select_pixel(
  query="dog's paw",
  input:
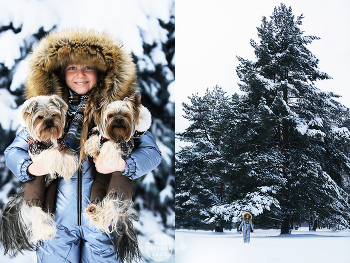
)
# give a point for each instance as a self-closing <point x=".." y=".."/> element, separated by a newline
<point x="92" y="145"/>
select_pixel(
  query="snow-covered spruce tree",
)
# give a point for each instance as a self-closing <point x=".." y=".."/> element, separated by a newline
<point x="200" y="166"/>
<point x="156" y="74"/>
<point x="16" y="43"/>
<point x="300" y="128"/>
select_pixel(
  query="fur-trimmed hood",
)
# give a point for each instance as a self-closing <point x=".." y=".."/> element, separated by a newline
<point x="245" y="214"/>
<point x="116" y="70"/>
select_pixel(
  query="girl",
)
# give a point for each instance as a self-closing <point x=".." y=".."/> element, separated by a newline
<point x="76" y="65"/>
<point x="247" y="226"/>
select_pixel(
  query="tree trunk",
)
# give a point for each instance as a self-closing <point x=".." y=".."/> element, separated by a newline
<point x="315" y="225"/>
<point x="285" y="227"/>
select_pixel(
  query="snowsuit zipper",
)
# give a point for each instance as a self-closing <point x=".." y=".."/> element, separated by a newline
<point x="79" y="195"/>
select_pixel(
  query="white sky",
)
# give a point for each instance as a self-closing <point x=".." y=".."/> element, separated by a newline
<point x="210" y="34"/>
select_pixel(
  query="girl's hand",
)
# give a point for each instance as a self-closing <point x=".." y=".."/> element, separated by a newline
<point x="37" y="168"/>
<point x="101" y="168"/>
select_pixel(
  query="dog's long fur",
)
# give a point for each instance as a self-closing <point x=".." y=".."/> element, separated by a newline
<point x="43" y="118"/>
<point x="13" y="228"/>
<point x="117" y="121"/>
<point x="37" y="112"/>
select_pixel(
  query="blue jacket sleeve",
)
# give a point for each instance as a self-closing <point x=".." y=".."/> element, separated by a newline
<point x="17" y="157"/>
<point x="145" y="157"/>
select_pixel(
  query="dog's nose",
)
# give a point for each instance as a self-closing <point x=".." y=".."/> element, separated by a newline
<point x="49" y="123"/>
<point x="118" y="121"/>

⁂

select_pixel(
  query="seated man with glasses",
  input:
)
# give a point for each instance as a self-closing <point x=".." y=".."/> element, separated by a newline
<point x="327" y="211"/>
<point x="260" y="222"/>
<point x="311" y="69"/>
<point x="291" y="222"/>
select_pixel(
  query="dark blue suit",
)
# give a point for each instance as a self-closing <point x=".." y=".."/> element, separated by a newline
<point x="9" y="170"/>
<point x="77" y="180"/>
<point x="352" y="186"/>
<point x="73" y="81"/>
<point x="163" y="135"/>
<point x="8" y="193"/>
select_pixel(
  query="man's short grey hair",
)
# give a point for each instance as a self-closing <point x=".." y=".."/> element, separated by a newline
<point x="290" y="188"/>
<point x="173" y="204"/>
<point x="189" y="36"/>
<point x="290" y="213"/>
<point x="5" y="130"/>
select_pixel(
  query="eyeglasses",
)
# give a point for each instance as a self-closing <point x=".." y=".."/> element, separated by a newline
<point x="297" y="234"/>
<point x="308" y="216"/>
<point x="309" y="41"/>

⁂

Return every line above that contains the string "tree". Case counts.

- _WRITTEN SOLUTION_:
  query="snow-covered spruce tree",
  query="tree trunk",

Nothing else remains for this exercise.